---------- Excerpted text
Suncheon Bay National Garden () is located in Suncheon (Suncheon-si) in South Jeolla Province, South Korea. The area of the garden is 1.112 km² plus 28 km² of Suncheon Bay. About 860,000 trees and 650,000 autumn flowers such as roses, sunflowers, and cosmos flowers are planted in the garden. The city opened Suncheon Bay International Garden Expo 2013 from April 20 to October 20, attracting over 4.4 million visitors. One of the expo officials said that the main purpose of the expo was to preserve Suncheon Bay by building a garden.

Suncheon Bay Garden was designated as the No.1 National Garden in August and held a proclamation ceremony on September 5, 2015. According to the data collected from Suncheon on October 13, the total visitors of the garden is now at the 400 million mark.

The workshop on how to spread the garden culture and to activate the garden industry was held on November 5 at the Suncheon Bay International Wetland Center. This workshop was co-organized by Korea Forest Service and Korea Green Promotion Agency.
--------------------
---------- Exercise material
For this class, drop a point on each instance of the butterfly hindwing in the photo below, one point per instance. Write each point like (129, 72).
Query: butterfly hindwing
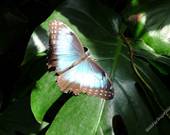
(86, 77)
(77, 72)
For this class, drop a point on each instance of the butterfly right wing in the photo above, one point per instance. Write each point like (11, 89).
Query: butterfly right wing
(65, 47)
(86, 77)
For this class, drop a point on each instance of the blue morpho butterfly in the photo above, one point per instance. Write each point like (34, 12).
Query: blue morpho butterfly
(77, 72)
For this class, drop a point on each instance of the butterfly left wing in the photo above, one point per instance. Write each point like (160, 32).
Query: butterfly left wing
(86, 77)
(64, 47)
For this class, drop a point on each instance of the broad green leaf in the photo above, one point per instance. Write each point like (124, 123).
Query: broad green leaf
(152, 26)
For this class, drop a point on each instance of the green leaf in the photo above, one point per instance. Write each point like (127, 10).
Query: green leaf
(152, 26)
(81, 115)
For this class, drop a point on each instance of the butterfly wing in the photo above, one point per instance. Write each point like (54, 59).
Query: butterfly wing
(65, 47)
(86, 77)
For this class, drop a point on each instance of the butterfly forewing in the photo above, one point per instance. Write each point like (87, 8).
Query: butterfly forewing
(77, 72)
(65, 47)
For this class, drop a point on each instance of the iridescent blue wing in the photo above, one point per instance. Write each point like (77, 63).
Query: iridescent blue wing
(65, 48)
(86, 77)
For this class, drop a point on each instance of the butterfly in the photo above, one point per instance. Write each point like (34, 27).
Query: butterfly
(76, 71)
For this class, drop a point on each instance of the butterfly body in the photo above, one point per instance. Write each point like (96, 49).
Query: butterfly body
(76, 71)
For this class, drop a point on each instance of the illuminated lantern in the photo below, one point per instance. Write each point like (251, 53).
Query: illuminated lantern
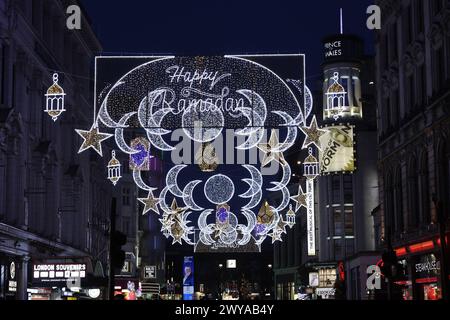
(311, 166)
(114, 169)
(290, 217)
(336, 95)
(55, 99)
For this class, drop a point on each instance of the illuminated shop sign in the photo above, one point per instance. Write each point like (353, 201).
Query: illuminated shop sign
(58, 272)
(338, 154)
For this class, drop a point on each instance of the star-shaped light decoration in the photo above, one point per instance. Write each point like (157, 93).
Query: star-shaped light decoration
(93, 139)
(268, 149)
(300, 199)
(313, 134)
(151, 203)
--------------------
---------- Exercise material
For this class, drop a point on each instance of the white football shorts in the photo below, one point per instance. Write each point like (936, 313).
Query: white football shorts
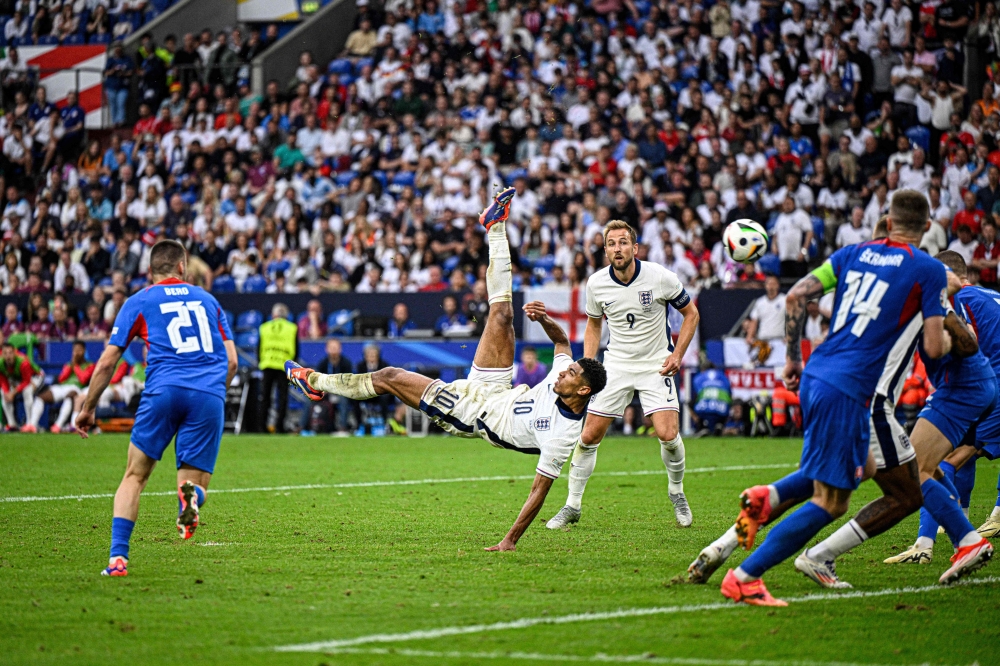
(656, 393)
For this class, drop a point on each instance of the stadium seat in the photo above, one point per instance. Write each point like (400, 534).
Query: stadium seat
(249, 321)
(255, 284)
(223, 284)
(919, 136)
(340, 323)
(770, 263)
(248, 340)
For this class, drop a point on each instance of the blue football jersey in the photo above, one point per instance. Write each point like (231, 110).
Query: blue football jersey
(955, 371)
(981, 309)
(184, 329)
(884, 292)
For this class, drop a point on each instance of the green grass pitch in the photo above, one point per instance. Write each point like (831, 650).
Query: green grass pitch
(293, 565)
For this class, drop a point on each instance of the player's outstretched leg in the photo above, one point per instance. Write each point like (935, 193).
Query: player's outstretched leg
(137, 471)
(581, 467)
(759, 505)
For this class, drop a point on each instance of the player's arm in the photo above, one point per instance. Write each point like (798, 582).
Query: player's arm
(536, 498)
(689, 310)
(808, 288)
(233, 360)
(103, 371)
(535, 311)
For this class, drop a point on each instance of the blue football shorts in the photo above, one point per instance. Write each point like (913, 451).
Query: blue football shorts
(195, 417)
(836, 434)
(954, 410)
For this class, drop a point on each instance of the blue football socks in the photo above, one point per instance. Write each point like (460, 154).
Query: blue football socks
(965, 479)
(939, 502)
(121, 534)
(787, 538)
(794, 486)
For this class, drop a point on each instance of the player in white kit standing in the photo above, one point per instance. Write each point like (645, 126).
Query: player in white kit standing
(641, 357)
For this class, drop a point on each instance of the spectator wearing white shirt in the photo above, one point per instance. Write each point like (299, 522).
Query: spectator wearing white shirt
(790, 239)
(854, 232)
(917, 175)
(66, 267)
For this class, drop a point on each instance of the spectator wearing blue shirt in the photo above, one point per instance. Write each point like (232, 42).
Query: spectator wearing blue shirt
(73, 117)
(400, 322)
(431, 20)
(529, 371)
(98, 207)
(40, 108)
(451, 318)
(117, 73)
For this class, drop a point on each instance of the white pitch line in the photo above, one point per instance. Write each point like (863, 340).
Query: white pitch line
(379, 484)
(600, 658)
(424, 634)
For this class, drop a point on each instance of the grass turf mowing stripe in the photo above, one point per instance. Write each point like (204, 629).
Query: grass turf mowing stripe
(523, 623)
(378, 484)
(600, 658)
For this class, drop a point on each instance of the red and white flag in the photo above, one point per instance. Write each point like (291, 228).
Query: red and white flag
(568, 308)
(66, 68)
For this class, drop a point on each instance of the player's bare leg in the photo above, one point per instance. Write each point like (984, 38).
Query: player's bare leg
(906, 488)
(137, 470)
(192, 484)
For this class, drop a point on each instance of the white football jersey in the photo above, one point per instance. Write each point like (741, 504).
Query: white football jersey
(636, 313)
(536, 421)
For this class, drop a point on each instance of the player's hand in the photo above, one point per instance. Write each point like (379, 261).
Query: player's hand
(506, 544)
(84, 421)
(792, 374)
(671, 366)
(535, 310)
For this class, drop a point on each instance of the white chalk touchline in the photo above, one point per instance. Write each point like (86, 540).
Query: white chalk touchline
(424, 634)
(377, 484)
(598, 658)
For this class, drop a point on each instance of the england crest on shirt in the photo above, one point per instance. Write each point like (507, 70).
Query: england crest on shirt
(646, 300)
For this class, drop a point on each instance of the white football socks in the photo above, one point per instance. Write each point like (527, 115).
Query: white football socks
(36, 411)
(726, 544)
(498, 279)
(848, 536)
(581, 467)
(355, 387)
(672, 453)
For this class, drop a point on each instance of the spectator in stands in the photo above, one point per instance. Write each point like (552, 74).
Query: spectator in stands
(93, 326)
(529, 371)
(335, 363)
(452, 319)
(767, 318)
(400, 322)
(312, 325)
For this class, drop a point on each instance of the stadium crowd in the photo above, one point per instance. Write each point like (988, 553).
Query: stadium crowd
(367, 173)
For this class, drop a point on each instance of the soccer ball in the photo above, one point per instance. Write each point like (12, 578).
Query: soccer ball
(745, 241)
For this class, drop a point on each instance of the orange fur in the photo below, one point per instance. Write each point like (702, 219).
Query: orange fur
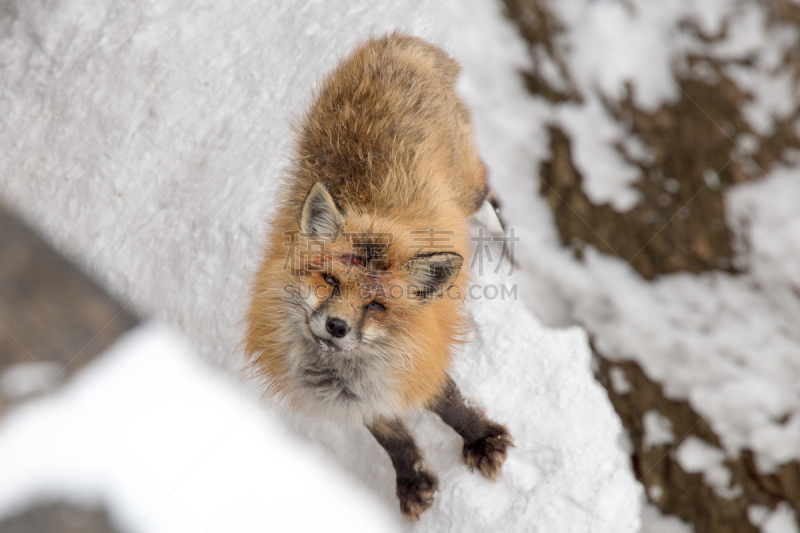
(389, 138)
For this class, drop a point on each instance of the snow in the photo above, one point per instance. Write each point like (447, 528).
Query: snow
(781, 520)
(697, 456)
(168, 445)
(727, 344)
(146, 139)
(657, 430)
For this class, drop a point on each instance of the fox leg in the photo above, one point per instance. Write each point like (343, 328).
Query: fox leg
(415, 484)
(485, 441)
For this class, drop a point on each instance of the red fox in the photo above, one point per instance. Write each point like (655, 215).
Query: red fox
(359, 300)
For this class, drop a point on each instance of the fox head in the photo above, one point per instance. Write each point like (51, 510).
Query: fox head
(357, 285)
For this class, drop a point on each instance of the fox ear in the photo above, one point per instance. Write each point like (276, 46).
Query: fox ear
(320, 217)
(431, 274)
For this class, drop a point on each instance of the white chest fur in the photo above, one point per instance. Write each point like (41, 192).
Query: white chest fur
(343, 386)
--------------------
> **Goal 1**: Name every kind of flower that the text about Suncheon Bay National Garden says is planted there.
> **Goal 2**: Find every line in the records that contains the word "illuminated", and copy each of those lines in full.

> **Output 1**: Roses, sunflowers, and cosmos flowers.

> **Output 2**:
For this class, drop a point on each instance of the illuminated lantern in the photo below, one point per instance. Write each point like (251, 53).
Query: illuminated lantern
For this class, drop a point on each instance of the illuminated shop sign in the photo above, one point per instance. Write each point like (353, 201).
Query: illuminated shop sign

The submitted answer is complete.